EXERCISE:
Repeat every one of the rows below, swapping "scene" for "image" and leaving everything else as it is.

## START

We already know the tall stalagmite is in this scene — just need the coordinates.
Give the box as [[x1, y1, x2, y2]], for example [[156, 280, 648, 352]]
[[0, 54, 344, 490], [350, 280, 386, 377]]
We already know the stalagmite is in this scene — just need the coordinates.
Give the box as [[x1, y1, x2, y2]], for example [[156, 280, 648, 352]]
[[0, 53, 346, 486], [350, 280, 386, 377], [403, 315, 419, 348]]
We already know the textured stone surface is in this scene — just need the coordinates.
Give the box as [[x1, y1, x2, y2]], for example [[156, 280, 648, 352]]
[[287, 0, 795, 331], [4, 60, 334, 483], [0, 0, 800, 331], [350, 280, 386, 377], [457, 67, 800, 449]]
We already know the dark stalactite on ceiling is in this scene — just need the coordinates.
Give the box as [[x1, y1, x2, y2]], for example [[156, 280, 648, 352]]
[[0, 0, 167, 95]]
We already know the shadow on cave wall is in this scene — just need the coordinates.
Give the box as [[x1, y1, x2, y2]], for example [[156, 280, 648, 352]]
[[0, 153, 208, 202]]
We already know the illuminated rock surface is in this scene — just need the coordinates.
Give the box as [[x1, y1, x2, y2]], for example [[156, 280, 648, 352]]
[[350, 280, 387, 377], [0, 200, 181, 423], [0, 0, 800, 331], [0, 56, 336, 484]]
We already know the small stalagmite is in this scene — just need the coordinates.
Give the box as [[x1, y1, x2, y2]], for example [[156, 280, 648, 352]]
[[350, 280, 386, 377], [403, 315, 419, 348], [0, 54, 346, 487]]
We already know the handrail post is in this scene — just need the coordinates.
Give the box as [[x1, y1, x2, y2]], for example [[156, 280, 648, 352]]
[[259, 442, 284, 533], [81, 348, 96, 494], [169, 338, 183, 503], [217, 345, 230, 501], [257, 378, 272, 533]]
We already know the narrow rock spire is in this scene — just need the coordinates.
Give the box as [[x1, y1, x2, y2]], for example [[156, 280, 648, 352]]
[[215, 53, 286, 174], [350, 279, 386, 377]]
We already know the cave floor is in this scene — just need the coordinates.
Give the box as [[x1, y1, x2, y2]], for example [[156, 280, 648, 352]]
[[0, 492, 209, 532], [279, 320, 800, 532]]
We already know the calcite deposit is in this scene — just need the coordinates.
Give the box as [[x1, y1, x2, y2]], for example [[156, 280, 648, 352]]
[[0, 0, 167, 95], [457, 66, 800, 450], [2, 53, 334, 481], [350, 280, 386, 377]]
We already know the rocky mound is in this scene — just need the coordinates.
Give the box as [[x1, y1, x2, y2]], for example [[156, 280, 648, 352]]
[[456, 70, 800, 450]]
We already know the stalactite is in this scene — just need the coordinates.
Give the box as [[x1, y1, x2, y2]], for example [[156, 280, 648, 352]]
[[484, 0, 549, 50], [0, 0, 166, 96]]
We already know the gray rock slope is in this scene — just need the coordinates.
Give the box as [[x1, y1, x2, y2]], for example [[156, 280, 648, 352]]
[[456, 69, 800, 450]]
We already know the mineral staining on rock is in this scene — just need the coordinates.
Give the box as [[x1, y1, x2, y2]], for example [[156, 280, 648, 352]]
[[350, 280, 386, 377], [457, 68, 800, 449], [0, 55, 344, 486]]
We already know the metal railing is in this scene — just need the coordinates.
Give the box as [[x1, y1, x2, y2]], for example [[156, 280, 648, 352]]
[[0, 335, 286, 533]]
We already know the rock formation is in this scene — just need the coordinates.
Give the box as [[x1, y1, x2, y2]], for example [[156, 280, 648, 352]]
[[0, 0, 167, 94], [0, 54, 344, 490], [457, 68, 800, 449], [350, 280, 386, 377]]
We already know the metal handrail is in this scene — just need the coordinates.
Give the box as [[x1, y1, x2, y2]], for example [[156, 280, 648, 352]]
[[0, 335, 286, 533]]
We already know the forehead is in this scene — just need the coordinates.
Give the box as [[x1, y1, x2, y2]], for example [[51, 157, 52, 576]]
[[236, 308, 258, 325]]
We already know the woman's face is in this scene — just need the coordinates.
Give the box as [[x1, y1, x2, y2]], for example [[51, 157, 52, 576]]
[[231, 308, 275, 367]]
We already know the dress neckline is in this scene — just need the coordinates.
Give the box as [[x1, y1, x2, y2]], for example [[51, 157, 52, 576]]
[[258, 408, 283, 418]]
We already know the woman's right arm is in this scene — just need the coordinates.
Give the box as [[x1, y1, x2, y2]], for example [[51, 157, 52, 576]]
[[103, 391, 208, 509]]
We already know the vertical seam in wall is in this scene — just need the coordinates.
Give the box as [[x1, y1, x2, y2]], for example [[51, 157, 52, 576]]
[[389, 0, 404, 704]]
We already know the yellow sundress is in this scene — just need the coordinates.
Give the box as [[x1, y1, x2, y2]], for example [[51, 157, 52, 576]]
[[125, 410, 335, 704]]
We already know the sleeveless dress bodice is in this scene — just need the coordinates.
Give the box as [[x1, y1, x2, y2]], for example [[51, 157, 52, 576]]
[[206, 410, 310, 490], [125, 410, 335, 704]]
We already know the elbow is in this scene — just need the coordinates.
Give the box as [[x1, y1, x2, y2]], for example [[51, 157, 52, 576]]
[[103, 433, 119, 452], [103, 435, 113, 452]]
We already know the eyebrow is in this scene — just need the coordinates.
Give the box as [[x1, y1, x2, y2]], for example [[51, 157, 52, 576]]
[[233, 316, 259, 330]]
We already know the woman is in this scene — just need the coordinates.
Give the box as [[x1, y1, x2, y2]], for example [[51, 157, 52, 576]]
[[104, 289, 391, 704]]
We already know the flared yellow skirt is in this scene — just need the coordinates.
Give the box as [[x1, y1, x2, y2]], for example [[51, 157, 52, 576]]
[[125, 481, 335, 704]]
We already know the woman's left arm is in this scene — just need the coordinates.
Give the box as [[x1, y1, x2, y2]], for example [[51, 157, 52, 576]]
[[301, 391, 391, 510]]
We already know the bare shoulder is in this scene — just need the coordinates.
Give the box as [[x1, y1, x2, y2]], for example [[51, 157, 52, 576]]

## END

ANSWER TO THIS EXERCISE:
We already know the tall stalagmite is in this image — just need the coordinates.
Give the box as [[x1, y1, x2, y2]], for example [[156, 280, 648, 352]]
[[0, 54, 344, 490], [350, 280, 386, 377]]
We already know the stalagmite is in this image — just need the coordinates.
Give the box as [[x1, y1, x2, y2]], for example [[156, 280, 648, 352]]
[[0, 53, 346, 486], [350, 280, 386, 377], [403, 315, 419, 348]]
We already know the textured stone surface is in this image — just need the coordinates.
Give the box as [[x1, y1, x2, y2]], for example [[156, 280, 648, 352]]
[[287, 0, 795, 331], [4, 60, 334, 483], [0, 0, 800, 331], [350, 280, 386, 377], [457, 67, 800, 449]]
We already know the dark stalactite on ceiling is in this image — just need the coordinates.
Give the box as [[x1, y1, x2, y2]], for example [[156, 280, 648, 352]]
[[0, 0, 167, 95]]
We already know the shadow on cave wall is in this image — just need the coordinates.
Give the box as [[x1, y1, x2, y2]], for example [[156, 280, 648, 352]]
[[0, 153, 208, 202]]
We already know the illuminated rock surface is in this image — just need the coordinates.
Give the box as [[x1, y1, x2, y2]], for example [[156, 280, 648, 352]]
[[350, 280, 387, 377], [0, 200, 181, 423], [0, 0, 800, 331], [0, 56, 336, 484]]
We already know the small stalagmite is in this image — just need the coordinates.
Give the box as [[x1, y1, x2, y2]], for example [[156, 280, 648, 352]]
[[350, 280, 386, 377], [403, 315, 419, 348], [0, 54, 346, 487]]
We already know the handrail post is in this image — just need the coordinates.
Give the box as [[x1, y1, x2, y2]], for example [[156, 280, 648, 352]]
[[259, 442, 284, 533], [81, 348, 96, 494], [169, 338, 183, 503], [217, 345, 230, 501], [257, 378, 272, 533]]
We already know the narrow rock spire is in this image — just need the coordinates.
Give the box as [[x1, y1, x2, y2]], for example [[156, 280, 648, 352]]
[[215, 53, 286, 174], [350, 279, 386, 377]]
We already know the cave floor is in this image — just need the coordinates.
Give the box as [[x1, y1, x2, y2]], for example [[156, 280, 648, 352]]
[[0, 492, 209, 532], [279, 320, 800, 532]]
We already know the calcite deposit is in this image — just need the coordinates.
Give the box as [[x1, y1, x2, y2]], for example [[156, 280, 648, 352]]
[[0, 0, 167, 95], [457, 66, 800, 450], [2, 53, 334, 481], [350, 280, 386, 377]]
We already know the rocky mound is in this image — just need the coordinates.
Give the box as [[x1, y1, x2, y2]], for example [[156, 280, 648, 352]]
[[456, 70, 800, 450]]
We already know the stalactite is in this image — just need the coordinates.
Give the box as [[x1, y1, x2, y2]], for example [[156, 280, 648, 352]]
[[484, 0, 549, 50], [0, 0, 166, 96]]
We already know the gray rock slope is in this image — just need the coordinates.
Give the box as [[x1, y1, x2, y2]], for example [[156, 280, 648, 352]]
[[456, 69, 800, 450]]
We already know the mineral staining on rock is in this image — just need the coordinates.
Give the box as [[x1, y1, x2, y2]], for example [[156, 280, 648, 352]]
[[350, 280, 386, 377], [457, 68, 800, 449], [0, 55, 344, 486]]
We already know the metal railing is in this image — just need the coordinates.
Give the box as [[x1, y1, x2, y2]], for example [[156, 280, 648, 352]]
[[0, 335, 286, 533]]
We already know the rock formation is in this image — just need the coordinates.
Give the box as [[x1, y1, x2, y2]], for example [[156, 280, 648, 352]]
[[0, 0, 167, 94], [0, 54, 344, 490], [457, 68, 800, 449], [350, 280, 386, 377]]
We already know the metal handrail is in this image — just need the coordinates.
Give the box as [[x1, y1, x2, y2]], for example [[156, 280, 648, 352]]
[[0, 335, 286, 533]]
We already know the forehead is in this image — just need the coordinates.
Give the box as [[x1, y1, x2, y2]], for example [[51, 157, 52, 576]]
[[236, 308, 258, 325]]
We already know the woman's face is in this image — just need the coordinates.
Give the box as [[x1, y1, x2, y2]], for example [[51, 157, 52, 576]]
[[231, 308, 275, 367]]
We already know the dress neckline is in this image — just need the coordinates.
Give the box as [[x1, y1, x2, y2]], for example [[51, 157, 52, 576]]
[[258, 408, 283, 418]]
We already know the woman's right arm is in this image — just need the coordinates.
Give the box as [[x1, y1, x2, y2]], for example [[51, 157, 52, 576]]
[[103, 391, 208, 509]]
We already know the vertical seam in wall is in this image — just need the coordinates.
Give the box as [[x1, y1, x2, y2]], for example [[51, 157, 52, 576]]
[[389, 0, 404, 704]]
We already know the yellow sundress is in this image — just need the coordinates.
Give the box as [[x1, y1, x2, y2]], for example [[51, 157, 52, 576]]
[[125, 410, 335, 704]]
We already know the sleeveless dress bodice is in this image — just need the coordinates.
Give the box as [[x1, y1, x2, y2]], for example [[51, 157, 52, 576]]
[[206, 410, 310, 490], [125, 410, 335, 704]]
We already know the elbow is in this image — just need the coordinates.
Give the box as [[x1, y1, x2, y2]], for example [[51, 157, 52, 576]]
[[103, 433, 119, 452], [103, 435, 113, 452]]
We already know the eyebrow is in this image — just need the coordinates.
Give the box as [[x1, y1, x2, y2]], for example [[51, 157, 52, 576]]
[[233, 316, 259, 330]]
We already know the woman is in this image — just need the coordinates.
Give the box as [[x1, y1, x2, y2]], for example [[51, 157, 52, 576]]
[[104, 289, 391, 704]]
We already know the flared yellow skirt is in this image — just need the coordinates.
Give the box as [[x1, y1, x2, y2]], for example [[51, 157, 52, 576]]
[[125, 481, 335, 704]]
We already know the woman's left arm is in this image — just need the coordinates.
Give the box as [[x1, y1, x2, y2]], for example [[51, 157, 52, 576]]
[[301, 391, 391, 510]]
We already know the bare shoulder is in this image — just need the coordinates.
Give the box as [[x1, y1, x2, y2]], for example [[51, 157, 52, 576]]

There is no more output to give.